(Stored dataset items)
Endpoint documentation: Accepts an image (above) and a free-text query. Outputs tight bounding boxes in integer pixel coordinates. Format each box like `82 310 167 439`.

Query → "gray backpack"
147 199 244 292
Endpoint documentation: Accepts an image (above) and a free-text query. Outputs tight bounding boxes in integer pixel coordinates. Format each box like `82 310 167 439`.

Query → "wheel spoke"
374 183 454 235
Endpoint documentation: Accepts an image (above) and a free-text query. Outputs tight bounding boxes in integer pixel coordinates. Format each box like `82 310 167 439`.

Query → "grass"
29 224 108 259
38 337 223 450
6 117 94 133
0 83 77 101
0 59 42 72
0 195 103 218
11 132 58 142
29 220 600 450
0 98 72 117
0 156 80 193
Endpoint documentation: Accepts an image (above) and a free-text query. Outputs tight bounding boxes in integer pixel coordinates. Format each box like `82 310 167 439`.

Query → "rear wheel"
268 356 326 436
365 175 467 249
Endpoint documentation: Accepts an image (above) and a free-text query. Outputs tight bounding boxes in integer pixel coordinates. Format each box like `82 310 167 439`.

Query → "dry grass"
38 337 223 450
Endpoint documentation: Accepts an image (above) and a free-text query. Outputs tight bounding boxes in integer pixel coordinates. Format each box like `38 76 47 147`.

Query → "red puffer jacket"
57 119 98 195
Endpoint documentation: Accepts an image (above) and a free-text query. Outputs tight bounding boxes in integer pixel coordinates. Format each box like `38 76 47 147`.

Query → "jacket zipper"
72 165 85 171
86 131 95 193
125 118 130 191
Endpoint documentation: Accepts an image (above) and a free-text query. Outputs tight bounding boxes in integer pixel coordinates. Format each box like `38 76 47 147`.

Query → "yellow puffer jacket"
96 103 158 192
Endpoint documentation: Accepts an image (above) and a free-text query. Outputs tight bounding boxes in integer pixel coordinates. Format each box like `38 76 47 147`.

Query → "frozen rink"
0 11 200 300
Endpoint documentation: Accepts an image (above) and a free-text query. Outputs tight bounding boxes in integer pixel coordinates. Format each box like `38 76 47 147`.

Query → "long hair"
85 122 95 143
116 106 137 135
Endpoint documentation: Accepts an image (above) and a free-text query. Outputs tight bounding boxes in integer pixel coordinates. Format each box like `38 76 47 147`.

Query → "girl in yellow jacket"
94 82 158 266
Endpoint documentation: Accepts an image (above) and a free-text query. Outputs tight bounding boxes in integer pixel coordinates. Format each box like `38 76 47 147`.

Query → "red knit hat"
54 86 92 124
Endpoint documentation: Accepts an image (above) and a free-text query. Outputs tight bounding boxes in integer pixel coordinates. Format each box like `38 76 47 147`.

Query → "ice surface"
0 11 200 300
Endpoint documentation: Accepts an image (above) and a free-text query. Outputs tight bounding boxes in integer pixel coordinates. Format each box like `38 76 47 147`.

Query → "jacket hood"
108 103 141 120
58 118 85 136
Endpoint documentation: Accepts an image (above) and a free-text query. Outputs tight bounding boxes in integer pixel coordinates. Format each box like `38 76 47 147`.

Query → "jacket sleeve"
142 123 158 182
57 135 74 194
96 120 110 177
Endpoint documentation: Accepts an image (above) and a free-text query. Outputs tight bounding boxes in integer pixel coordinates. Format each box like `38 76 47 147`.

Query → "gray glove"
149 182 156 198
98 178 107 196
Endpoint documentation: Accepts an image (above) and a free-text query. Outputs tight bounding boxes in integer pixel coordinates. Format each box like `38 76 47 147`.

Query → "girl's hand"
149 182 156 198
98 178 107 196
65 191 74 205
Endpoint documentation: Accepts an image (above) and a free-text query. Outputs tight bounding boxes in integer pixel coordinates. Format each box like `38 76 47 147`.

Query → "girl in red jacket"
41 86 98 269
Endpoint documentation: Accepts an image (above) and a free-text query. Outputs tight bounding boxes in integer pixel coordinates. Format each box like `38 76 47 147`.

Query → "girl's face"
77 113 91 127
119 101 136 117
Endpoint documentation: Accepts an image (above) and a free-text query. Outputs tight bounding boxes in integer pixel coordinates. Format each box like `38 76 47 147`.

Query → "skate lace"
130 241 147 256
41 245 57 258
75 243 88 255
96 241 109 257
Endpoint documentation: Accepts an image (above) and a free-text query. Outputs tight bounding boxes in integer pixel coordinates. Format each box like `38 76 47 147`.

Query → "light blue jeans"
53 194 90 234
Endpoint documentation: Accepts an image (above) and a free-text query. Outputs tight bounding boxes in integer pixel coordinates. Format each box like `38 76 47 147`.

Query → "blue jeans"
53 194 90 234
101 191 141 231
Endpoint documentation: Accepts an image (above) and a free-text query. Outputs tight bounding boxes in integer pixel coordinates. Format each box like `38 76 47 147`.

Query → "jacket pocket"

# Given problem:
Pick out every line of the data above that contains the word "jacket" and copy each such line in full.

# Output:
Query → "red puffer jacket"
Query → "jacket zipper"
Query → "yellow puffer jacket"
Query → "girl in yellow jacket"
Query → "jacket hood"
Query → "jacket sleeve"
Query → "girl in red jacket"
Query → "jacket pocket"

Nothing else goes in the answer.